Supplied text:

┌────────

Community Commentary: Time to raise a stink about ocean sewage
Anne Earhart’s letter (“We can’t ignore this global climate change,” Sept. 30) adds another important voice to the relationship of ocean pollution, energy efficiency and global climate change.
Every day, each of us contributes to a sewage system serving 232,000 residents from Emerald Bay and Laguna Beach to the Dana Point Headlands, plus another half dozen inland cities. Annually, 3.9 million visitors add their contributions.
The Aliso Ocean Outfall, operating since Oct. 1 on an expired permit, discharges 15 mgd (million gallons per day) through an ocean diffuser only 1.2 miles off of Aliso Beach and the Montage Laguna Beach resort. An average of 1,300 pounds of total suspended solids (TSS) — use your imagination here — accompanies these discharges, according to healtheocean.org in Santa Barbara.

└────────

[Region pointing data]
┌────────

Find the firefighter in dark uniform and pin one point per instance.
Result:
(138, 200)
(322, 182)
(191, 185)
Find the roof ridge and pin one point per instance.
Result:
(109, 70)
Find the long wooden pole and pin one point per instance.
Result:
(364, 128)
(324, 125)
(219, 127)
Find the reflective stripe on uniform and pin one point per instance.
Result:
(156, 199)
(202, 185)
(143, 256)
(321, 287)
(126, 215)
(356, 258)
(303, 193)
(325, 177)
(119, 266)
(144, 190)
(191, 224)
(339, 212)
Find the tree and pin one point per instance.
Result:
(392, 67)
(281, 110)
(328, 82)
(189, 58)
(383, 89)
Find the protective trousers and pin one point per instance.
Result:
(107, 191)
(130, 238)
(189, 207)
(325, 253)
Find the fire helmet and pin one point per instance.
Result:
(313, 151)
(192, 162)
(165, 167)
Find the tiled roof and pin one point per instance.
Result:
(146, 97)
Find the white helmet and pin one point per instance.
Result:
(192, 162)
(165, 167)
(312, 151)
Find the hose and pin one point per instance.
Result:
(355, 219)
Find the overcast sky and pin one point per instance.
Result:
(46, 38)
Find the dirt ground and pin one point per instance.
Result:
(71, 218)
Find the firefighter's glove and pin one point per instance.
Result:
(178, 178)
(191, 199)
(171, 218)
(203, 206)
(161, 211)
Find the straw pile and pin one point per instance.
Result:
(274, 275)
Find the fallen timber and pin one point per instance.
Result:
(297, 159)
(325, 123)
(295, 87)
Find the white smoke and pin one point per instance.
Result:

└────────

Problems to solve:
1 > From the ocean sewage commentary, reproduce the passage word for word, beginning at the words "Every day, each" and stopping after "add their contributions.".
2 > Decide whether each statement agrees with the ocean sewage commentary. For each, answer yes or no and quote the deciding words.
(a) The sewage system serves 232,000 residents.
(b) The ocean diffuser sits 5 miles off Aliso Beach.
(c) The area receives 3.9 million visitors each year.
3 > According to the ocean sewage commentary, how much does the Aliso Ocean Outfall discharge each day?

Solution set:
1 >
Every day, each of us contributes to a sewage system serving 232,000 residents from Emerald Bay and Laguna Beach to the Dana Point Headlands, plus another half dozen inland cities. Annually, 3.9 million visitors add their contributions.

2 >
(a) Yes: "serving 232,000 residents"
(b) No: "only 1.2 miles off of Aliso Beach"
(c) Yes: "Annually, 3.9 million visitors add their contributions."

3 > 15 million gallons per day